--- Stored rows ---

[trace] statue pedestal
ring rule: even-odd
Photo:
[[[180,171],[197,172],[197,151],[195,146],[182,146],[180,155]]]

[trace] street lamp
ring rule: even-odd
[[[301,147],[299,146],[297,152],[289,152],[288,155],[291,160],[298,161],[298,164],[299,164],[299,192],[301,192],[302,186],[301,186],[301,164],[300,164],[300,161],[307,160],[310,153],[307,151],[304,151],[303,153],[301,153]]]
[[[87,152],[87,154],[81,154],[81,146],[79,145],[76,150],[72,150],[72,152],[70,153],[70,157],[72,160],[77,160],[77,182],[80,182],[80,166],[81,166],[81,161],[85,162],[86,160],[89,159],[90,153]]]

---
--- Stored rows ---

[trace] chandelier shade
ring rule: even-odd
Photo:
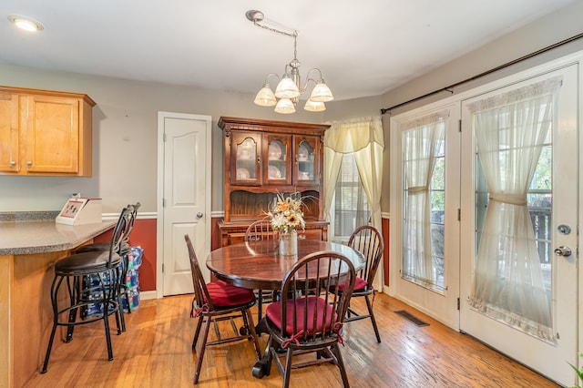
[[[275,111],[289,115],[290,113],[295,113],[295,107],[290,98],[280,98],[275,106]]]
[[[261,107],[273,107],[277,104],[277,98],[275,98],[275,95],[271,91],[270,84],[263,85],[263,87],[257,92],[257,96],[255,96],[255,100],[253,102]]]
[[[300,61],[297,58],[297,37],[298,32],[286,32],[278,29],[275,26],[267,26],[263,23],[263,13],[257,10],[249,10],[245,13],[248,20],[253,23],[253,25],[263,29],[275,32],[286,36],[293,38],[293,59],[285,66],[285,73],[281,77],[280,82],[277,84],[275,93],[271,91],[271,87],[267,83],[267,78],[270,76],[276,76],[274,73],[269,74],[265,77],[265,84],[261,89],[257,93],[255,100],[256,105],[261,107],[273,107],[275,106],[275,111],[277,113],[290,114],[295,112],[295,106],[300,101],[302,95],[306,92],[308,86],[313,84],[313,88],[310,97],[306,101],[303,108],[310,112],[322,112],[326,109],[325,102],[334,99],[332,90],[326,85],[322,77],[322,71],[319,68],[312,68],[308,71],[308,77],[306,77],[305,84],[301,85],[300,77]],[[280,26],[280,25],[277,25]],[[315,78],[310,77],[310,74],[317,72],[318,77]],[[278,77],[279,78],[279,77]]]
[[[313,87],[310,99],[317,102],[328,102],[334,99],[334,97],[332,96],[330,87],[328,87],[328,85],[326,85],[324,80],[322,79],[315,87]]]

---

Stated task:
List every line in the items above that contains the string "trace".

Complete response:
[trace] statue pedestal
[trace] street lamp
[trace] chandelier shade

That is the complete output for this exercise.